**Objective 1:** In the verifier callback patch thread, which case does Patch 1 fix?
**Objective 2:** Write the next part of the verifier callback patch thread, picking up after its last sentence.

**Passage given:**
Re: [PATCH RFC bpf v1 0/3] Verifier callback handling

Kumar Kartikeya Dwivedi <memxor@xxxxxxxxx> · Tue, 6 Sep 2022 02:19:49 +0200

On Thu, 25 Aug 2022 at 01:18, Andrii Nakryiko <andrii.nakryiko@xxxxxxxxx> wrote:
>
> On Sun, Aug 14, 2022 at 10:15 PM Kumar Kartikeya Dwivedi
> <memxor@xxxxxxxxx> wrote:
> >
> > Hi, these are fixes for issues I noticed while working on the callback code.
> > It is an RFC because I would like to discuss how to fix one other problem,
> > I have a rough idea but would like to discuss before working on it, since
> > it isn't trivial. The conservative fix doesn't pass existing selftests.
> >
> > It seems like the problem anticipated in [0] actually exists with all the
> > current callback based loop helpers, in a different form. The main reason is
> > that callback function is only explored as if it was executing once.
> >
> > There are some example cases included in selftests to show the problem, and make
> > sure we keep catching and rejecting them. Since callback which is loop body is
> > only verified once, once the for_each helper returns the execution state from
> > verifier's perspective is as if callback executed once, but ofcourse it may
> > execute multiple times, unknowable statically.
> >
> > Patch 1 fixes the case of acquiring and releasing references, unless I missed
> > some corner case it seems to mostly work fine.
> >
> > In the future when we have a case where a sycnhronous callback will only be
> > executed once by a helper, we can improve this case by relaxing these
> > restrictions, so transfer of references and verifying callback as if it executes
> > only once can be done. For now, all in_callback_fn function get executed
> > multiple times, hence that change is left for when it will be needed.

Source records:

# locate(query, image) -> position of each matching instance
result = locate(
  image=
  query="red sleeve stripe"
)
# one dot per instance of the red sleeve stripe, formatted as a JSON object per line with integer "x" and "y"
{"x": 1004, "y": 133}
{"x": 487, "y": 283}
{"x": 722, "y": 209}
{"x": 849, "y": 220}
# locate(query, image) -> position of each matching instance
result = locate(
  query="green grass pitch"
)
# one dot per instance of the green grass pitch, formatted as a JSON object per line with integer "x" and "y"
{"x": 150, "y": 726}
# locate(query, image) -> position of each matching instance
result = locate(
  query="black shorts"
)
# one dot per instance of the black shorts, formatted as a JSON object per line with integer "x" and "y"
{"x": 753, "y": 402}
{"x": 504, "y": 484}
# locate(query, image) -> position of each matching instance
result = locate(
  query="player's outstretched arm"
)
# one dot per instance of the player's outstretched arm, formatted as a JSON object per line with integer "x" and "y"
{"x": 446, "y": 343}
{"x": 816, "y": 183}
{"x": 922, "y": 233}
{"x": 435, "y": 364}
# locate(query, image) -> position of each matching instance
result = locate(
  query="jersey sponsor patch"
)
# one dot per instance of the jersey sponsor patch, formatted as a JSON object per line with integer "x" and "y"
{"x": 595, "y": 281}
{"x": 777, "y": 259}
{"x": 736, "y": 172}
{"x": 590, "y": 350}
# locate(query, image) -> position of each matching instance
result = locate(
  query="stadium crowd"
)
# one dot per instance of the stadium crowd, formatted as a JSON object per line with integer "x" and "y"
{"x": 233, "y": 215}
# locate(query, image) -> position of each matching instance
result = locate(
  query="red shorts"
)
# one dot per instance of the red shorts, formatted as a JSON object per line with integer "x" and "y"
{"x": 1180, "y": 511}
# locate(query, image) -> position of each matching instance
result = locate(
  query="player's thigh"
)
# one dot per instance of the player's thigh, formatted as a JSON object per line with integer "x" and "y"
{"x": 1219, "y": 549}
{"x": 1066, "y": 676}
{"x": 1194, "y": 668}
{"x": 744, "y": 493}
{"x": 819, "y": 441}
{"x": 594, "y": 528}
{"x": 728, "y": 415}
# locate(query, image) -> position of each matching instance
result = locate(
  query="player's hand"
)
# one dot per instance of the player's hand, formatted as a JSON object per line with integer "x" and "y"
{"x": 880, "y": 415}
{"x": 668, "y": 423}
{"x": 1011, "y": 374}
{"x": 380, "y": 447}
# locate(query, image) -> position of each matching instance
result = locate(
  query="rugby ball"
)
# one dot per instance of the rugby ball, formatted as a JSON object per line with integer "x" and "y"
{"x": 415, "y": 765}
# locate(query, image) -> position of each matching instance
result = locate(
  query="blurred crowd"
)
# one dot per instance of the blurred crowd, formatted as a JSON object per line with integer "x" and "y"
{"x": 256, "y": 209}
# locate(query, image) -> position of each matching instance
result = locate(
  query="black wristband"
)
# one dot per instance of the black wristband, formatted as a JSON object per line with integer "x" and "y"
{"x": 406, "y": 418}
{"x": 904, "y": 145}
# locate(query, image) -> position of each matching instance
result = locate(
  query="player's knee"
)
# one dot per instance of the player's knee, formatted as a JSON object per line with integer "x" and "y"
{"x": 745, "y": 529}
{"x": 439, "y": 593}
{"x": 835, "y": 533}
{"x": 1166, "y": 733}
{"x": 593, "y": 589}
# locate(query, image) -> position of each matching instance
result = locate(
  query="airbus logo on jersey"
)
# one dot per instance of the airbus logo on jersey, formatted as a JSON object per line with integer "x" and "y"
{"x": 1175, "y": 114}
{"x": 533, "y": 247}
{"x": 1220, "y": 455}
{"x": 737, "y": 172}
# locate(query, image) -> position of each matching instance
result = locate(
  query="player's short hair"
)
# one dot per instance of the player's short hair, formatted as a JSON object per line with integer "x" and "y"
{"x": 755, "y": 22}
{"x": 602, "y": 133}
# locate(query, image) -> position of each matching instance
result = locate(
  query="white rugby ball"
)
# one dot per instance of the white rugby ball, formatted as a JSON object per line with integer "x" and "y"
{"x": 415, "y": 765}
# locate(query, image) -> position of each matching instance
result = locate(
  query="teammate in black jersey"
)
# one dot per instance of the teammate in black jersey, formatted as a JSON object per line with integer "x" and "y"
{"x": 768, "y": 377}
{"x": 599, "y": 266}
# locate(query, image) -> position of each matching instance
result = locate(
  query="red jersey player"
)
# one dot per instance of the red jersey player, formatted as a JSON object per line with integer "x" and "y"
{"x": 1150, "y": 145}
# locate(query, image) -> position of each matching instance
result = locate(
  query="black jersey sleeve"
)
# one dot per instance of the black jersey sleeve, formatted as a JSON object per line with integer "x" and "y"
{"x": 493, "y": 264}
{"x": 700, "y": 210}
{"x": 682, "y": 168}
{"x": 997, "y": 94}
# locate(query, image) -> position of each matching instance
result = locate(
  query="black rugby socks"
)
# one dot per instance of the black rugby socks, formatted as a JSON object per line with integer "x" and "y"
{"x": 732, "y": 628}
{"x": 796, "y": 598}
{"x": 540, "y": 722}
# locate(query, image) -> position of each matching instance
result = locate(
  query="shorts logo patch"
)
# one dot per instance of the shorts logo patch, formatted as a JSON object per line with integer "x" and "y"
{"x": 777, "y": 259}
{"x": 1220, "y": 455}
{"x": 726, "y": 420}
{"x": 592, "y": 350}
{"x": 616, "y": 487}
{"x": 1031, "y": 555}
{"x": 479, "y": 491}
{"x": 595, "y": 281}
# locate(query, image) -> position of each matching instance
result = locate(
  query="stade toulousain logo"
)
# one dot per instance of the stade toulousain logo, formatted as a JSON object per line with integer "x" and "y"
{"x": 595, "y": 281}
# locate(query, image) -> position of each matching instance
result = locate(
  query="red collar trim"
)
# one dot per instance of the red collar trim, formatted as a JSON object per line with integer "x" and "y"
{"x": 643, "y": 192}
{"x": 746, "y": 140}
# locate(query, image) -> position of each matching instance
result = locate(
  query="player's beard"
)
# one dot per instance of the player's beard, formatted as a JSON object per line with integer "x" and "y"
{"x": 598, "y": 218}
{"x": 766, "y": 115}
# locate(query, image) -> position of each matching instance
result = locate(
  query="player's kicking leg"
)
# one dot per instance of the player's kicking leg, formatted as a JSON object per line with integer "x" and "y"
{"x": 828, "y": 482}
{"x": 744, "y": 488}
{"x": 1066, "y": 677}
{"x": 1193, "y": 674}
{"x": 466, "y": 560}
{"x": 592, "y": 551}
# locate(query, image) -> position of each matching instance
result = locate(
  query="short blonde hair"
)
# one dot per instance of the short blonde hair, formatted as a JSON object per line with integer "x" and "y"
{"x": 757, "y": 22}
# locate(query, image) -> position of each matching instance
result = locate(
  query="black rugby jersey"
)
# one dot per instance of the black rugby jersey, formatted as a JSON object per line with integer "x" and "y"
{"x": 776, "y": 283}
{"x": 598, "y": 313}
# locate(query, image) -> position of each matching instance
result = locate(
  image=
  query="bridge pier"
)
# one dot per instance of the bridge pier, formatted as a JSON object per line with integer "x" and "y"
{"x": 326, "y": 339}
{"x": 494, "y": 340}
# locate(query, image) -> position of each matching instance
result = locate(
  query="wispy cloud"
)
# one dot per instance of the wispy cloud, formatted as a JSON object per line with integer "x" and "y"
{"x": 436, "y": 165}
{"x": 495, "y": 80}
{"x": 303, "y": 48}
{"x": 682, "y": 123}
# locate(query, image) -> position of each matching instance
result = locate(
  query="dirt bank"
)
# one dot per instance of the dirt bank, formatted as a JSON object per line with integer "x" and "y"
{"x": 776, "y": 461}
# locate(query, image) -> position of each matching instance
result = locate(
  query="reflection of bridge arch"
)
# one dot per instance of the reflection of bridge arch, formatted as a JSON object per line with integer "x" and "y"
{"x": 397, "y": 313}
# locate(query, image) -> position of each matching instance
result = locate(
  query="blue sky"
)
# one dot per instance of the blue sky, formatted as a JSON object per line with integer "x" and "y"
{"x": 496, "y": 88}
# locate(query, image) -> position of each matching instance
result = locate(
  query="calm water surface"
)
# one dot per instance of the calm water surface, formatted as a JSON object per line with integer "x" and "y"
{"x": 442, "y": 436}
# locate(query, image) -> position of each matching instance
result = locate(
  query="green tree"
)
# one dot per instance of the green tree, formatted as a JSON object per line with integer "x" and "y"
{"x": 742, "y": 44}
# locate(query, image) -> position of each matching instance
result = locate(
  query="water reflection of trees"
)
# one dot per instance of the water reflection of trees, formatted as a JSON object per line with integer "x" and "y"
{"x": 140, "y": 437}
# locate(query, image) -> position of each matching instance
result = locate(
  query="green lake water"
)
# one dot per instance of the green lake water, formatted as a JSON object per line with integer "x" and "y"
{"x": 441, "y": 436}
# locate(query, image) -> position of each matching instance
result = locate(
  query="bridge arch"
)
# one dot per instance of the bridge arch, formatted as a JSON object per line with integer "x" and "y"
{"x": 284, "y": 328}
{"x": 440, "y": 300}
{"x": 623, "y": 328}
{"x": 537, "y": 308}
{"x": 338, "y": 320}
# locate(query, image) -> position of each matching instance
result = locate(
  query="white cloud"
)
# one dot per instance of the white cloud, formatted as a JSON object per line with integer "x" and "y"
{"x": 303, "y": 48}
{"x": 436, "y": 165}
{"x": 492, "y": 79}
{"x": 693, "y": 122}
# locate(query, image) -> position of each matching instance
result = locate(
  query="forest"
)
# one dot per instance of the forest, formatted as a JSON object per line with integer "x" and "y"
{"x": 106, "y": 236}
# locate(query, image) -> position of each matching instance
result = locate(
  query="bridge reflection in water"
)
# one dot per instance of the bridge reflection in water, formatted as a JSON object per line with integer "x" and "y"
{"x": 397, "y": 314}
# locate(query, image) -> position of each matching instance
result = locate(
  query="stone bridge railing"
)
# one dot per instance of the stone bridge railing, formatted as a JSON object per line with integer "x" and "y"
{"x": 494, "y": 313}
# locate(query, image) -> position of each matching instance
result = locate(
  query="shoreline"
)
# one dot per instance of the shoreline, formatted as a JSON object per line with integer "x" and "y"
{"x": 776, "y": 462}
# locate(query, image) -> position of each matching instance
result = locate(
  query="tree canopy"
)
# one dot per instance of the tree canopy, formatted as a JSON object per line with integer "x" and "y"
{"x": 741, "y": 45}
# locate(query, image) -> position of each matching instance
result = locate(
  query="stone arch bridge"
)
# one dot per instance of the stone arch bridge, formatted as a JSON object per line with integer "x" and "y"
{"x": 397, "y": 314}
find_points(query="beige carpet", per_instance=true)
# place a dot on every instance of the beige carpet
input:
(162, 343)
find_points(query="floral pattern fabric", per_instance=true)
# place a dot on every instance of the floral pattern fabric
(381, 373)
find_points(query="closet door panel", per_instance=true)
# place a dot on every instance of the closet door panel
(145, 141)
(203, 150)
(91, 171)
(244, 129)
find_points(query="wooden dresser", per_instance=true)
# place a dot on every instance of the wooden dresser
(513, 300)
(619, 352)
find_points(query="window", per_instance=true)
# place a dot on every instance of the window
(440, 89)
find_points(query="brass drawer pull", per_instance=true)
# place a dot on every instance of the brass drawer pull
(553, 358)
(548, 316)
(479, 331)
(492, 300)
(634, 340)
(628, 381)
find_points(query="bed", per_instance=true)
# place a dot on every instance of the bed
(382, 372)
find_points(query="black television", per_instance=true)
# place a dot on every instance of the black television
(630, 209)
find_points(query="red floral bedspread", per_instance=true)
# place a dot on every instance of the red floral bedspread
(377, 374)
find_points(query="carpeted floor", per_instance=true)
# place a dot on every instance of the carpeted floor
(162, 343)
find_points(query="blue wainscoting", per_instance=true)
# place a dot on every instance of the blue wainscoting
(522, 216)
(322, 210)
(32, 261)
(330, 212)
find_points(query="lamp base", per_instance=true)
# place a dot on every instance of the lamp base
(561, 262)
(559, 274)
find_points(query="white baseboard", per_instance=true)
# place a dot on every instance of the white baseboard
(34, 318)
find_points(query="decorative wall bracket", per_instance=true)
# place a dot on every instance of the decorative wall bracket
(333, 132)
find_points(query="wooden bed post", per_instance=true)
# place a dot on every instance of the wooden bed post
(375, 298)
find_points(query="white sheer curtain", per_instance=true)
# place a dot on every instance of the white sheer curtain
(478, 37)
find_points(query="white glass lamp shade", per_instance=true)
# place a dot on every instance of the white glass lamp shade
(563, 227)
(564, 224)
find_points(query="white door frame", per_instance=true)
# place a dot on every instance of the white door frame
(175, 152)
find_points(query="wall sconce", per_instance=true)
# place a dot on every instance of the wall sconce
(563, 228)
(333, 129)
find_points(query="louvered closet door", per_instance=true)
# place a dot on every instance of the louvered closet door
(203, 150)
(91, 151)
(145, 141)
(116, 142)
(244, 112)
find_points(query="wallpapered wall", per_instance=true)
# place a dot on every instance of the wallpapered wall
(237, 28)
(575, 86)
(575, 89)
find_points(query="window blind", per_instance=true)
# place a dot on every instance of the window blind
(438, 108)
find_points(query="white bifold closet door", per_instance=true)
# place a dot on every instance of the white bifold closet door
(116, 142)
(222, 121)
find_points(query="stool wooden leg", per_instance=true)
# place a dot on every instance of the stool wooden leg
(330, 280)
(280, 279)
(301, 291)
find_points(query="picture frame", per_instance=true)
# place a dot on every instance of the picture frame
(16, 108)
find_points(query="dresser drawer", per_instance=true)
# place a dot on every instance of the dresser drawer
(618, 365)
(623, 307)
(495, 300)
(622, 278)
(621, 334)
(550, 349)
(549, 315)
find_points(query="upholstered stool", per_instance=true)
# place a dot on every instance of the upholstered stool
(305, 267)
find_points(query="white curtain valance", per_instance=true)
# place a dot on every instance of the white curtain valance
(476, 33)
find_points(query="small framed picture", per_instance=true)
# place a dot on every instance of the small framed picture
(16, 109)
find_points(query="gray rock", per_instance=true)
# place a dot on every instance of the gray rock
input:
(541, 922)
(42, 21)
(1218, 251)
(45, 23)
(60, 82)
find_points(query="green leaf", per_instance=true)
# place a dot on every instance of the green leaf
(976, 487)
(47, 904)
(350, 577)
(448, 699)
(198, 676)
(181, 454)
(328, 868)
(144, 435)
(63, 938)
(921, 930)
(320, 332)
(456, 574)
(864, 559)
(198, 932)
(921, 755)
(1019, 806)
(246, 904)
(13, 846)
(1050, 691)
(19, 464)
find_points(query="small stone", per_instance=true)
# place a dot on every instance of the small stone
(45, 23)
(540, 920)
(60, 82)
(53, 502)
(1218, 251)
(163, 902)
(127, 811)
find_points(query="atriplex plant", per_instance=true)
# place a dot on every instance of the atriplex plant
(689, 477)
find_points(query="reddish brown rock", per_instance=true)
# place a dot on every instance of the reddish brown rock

**Result 1:** Patch 1 fixes the case of acquiring and releasing references.

**Result 2:**
> >
> > Now, the important part:
> > ------------------------
> >
> > The included selftest will fail/crash, as one fix is missing from the series.
> > Whatever I tried so far wasn't backwards compatible with existing selftests
> > (e.g. conservatively marking all reads as UNKNOWN, and all writes scrubbing
> > stack slots). Some tests e.g. read skb pointer from ptr_to_stack passed to
> > callback.
> >
> > It is not clear to me what the correct fix would be to handle reads and writes
> > from the stack inside callback function. If a stack slot is never touched inside
> > the callback in any of the states, it should be safe to allow it to load spilled
> > registers from caller's stack frame, even allowing precise scalars would be safe
> > if they are read from untouched slots.
> >
> > The idea I have is roughly:
> >
> > In the first pass, verify as if callback is executing once. This is the same
> > case as of now, this may e.g. load a spilled precise scalar, then overwrite it,
> > so insns before the store doing overwrite verification consider register as
> > precise. In reality, in later loop iterations though this assumption may be
> > wrong.
> >
> > For e.g.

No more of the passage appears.